■ Direction ■
In the part of the records that runs from the line containing "Check that every instance of the tree root" through the end of the records, replace "dirt path" with "gravel trail". Reproduce only that part, with everything else left unchanged.

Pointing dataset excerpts
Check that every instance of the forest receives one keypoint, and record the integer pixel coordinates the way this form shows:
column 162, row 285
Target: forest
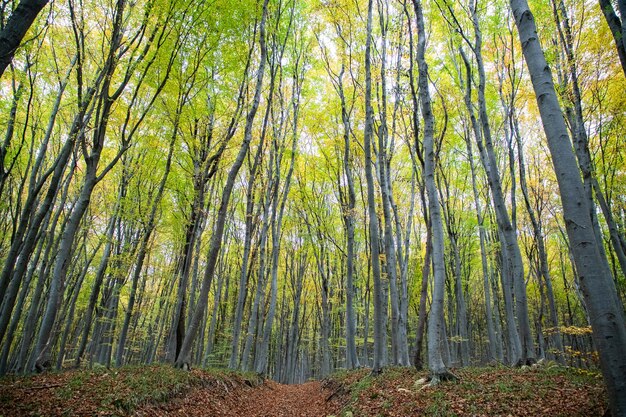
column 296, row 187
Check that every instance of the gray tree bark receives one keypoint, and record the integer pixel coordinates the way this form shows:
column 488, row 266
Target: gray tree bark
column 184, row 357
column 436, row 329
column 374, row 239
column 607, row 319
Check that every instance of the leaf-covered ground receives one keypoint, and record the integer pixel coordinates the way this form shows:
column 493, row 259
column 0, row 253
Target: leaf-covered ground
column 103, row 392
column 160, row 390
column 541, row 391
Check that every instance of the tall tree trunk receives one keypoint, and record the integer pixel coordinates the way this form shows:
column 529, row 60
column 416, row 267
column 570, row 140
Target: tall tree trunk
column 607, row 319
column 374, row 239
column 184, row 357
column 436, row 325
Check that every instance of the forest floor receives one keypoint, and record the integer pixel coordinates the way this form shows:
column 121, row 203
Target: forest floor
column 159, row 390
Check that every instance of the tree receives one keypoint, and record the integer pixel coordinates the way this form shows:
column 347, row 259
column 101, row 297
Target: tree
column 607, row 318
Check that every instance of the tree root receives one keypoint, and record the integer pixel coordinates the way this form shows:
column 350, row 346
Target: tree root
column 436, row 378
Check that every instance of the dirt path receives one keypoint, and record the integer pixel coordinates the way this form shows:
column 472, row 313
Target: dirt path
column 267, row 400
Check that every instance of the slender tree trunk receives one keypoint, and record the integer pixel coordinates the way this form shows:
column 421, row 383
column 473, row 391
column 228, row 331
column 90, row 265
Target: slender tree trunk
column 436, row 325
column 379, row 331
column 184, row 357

■ The solution ■
Check that every instance of the tree root receives one keypoint, and record the integer pixel coordinates the way this form shows:
column 350, row 346
Target: tree root
column 436, row 378
Check that every instance of the gravel trail receives one keypoint, and record the integer pixel coordinates the way this form shows:
column 472, row 313
Target: gravel trail
column 267, row 400
Check that every instance of the slender tree trunk receives one keypoint, and record the integer pixel coordinates the way this form shows:
column 421, row 383
column 473, row 391
column 228, row 331
column 90, row 265
Target: slender tree trunk
column 436, row 325
column 379, row 331
column 184, row 357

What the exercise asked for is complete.